======== PROVIDED ENTRIES

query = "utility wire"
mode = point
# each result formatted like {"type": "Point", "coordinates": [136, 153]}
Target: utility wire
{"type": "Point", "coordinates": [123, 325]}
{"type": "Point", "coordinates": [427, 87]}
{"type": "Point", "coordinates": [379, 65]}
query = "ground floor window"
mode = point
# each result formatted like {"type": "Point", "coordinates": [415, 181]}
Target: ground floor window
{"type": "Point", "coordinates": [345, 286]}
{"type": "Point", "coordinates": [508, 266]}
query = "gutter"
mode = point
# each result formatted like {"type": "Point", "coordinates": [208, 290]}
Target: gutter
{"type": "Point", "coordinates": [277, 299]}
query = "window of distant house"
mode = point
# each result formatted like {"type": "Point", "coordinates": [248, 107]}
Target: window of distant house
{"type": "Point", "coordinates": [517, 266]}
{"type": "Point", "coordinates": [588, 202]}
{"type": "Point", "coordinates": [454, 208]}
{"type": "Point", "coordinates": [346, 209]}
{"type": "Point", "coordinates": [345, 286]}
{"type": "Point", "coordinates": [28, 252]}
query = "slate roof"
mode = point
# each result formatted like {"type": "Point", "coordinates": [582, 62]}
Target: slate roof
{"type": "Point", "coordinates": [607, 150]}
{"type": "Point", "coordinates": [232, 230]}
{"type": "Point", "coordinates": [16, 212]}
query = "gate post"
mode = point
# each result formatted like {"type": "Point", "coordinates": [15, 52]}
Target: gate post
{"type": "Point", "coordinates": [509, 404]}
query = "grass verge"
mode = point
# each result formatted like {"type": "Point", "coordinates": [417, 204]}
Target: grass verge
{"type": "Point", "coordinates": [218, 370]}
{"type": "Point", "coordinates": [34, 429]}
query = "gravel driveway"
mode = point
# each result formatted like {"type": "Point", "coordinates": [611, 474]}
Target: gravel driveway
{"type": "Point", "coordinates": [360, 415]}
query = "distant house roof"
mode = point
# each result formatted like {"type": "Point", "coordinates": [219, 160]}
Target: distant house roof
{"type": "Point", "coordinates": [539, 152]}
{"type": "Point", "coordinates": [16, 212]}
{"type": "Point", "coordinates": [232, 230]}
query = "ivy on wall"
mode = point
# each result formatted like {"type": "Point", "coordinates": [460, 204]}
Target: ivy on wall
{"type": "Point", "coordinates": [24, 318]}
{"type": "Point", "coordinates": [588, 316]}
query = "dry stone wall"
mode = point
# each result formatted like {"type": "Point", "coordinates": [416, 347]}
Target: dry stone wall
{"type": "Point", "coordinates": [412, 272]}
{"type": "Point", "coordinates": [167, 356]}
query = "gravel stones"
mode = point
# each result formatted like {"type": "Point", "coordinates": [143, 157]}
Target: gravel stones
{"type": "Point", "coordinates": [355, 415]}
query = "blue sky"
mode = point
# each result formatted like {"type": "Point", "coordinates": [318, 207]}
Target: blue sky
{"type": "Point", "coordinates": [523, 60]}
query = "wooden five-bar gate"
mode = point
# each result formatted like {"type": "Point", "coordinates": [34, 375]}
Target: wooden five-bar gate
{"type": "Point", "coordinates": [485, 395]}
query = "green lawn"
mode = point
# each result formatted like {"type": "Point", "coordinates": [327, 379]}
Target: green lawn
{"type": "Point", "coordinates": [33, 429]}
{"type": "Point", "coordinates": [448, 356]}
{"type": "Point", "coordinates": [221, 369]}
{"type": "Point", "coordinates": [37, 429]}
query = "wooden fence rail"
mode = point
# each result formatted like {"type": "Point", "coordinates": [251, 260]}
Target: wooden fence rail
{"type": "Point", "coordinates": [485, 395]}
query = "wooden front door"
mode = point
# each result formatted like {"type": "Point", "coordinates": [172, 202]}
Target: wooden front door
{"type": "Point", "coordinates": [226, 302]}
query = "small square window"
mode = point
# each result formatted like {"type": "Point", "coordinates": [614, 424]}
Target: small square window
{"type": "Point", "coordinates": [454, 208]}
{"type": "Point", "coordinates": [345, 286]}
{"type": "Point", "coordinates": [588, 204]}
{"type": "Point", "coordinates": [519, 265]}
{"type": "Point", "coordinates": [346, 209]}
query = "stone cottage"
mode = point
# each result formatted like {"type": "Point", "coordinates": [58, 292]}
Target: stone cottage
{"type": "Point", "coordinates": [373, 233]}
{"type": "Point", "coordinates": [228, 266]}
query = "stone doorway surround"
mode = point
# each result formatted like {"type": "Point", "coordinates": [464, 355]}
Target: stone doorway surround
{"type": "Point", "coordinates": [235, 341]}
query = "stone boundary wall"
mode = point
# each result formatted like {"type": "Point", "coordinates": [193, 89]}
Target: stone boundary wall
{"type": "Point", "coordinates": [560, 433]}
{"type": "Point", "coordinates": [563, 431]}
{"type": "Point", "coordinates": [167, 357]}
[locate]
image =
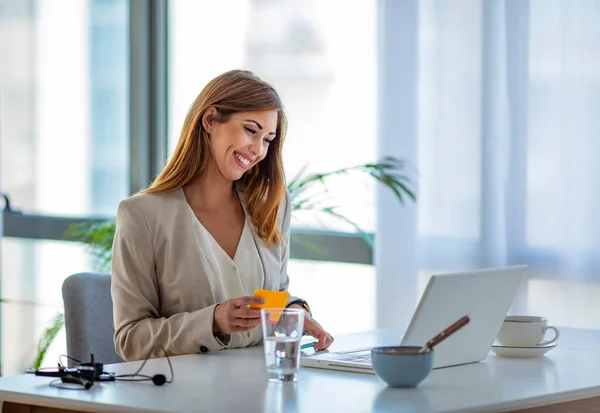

================

WRITTEN INSTRUCTION
Return each line of the items above that contains the word "small".

ANSWER TO THE PROBLEM
query = "small square window"
Target: small square window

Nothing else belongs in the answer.